本人初学python,在正值表达式上不太懂如何选择,尤其是看代码上,往往很难选择正确的表达式(格式:变量名=“<XXXXXXX="(.*?)">”),
代码举例:
<td class="scbar_hot_td">
<div id="scbar_hot">
<strong class="xw1">热搜: </strong>
<a href="search.php?mod=forum&srchtxt=%E7%BA%A2%E8%8E%B2%E4%B9%8B%E7%8E%8B&formhash=39eefbd3&searchsubmit=true&source=hotsearch" target="_blank" class="xi2" sc="1">红莲之王</a>
现需要使用正值表达式来筛选出某论坛的板块名称(其中一个板块:红莲之王),但其他板块的<a href="XXXXX">值是不同的?
如果都是在a标签内的,就用 re.findall(r'<a .*>(.*)</a>,text)
s='''
<td class="scbar_hot_td">
<div id="scbar_hot">
<strong class="xw1">热搜: </strong>
<a href="search.php?mod=forum&srchtxt=%E7%BA%A2%E8%8E%B2%E4%B9%8B%E7%8E%8B&formhash=39eefbd3&searchsubmit=true&source=hotsearch" target="_blank" class="xi2" sc="1">红莲之王</a>
<a href="search.php?mod=forum&srchtxt=abcd;formhash=39eefbd3&searchsubmit=true&source=hotsearch" target="_blank" class="xi2" sc="1">蓝莲花</a>
'''
import re
res=re.findall(r'<a .*>(.*)</a>',s,re.M)

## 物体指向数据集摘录
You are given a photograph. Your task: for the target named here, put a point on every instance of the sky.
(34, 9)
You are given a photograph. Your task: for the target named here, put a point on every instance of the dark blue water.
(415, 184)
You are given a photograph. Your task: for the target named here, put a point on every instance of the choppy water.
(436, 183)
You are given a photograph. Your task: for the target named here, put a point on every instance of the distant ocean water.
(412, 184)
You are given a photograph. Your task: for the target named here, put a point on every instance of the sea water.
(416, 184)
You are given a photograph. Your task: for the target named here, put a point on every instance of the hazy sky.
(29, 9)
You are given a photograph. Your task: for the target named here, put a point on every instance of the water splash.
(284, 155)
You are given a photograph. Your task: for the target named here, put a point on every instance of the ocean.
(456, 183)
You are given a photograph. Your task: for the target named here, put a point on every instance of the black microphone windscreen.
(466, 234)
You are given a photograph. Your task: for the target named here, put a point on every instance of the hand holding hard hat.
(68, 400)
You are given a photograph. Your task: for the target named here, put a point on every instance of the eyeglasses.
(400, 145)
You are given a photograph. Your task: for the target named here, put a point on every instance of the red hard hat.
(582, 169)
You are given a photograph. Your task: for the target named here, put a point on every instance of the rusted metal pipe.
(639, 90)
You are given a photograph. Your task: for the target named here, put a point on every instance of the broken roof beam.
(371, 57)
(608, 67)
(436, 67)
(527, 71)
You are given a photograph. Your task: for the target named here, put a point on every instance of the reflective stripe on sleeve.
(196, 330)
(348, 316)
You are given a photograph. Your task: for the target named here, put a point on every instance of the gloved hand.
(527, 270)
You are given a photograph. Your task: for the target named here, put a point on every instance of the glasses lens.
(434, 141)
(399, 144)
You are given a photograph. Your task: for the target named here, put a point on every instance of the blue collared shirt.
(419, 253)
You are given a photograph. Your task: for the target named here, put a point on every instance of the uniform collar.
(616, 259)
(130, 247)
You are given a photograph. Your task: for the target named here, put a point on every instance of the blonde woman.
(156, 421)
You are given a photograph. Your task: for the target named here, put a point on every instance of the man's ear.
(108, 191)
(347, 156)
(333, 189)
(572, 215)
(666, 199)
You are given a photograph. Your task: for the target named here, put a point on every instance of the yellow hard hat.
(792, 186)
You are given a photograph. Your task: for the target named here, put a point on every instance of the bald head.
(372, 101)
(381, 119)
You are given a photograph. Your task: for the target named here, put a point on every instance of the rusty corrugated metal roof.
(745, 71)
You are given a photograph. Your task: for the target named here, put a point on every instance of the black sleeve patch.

## 练习题目
1 - 根据这段关于Python正则表达式的帖子,回答下列问题:
(a) 提问者举例要筛选出的板块名称是什么?
(b) 回复中的正则表达式是用哪个函数调用的?
(c) 字符串 s 里第二个 a 标签显示的文字是什么?
2 - 列出这段关于Python正则表达式的帖子中，HTML代码里出现的所有 class 属性值。
3 - 抄写这段关于Python正则表达式的帖子里的一部分：从含有“如果都是在a标签内的,就用 re.findall(r'<a .*>(.*)</a>,text)”的文字开始，到“res=re.findall(r'<a .*>(.*)</a>',s,re.M)”结束。
这些材料与本练习无关。

## 各题答案
1 -
(a) 红莲之王
(b) re.findall
(c) 蓝莲花

2 - scbar_hot_td、xw1、xi2

3 -
如果都是在a标签内的,就用 re.findall(r'<a .*>(.*)</a>,text)
s='''
<td class="scbar_hot_td">
<div id="scbar_hot">
<strong class="xw1">热搜: </strong>
<a href="search.php?mod=forum&srchtxt=%E7%BA%A2%E8%8E%B2%E4%B9%8B%E7%8E%8B&formhash=39eefbd3&searchsubmit=true&source=hotsearch" target="_blank" class="xi2" sc="1">红莲之王</a>
<a href="search.php?mod=forum&srchtxt=abcd;formhash=39eefbd3&searchsubmit=true&source=hotsearch" target="_blank" class="xi2" sc="1">蓝莲花</a>
'''
import re
res=re.findall(r'<a .*>(.*)</a>',s,re.M)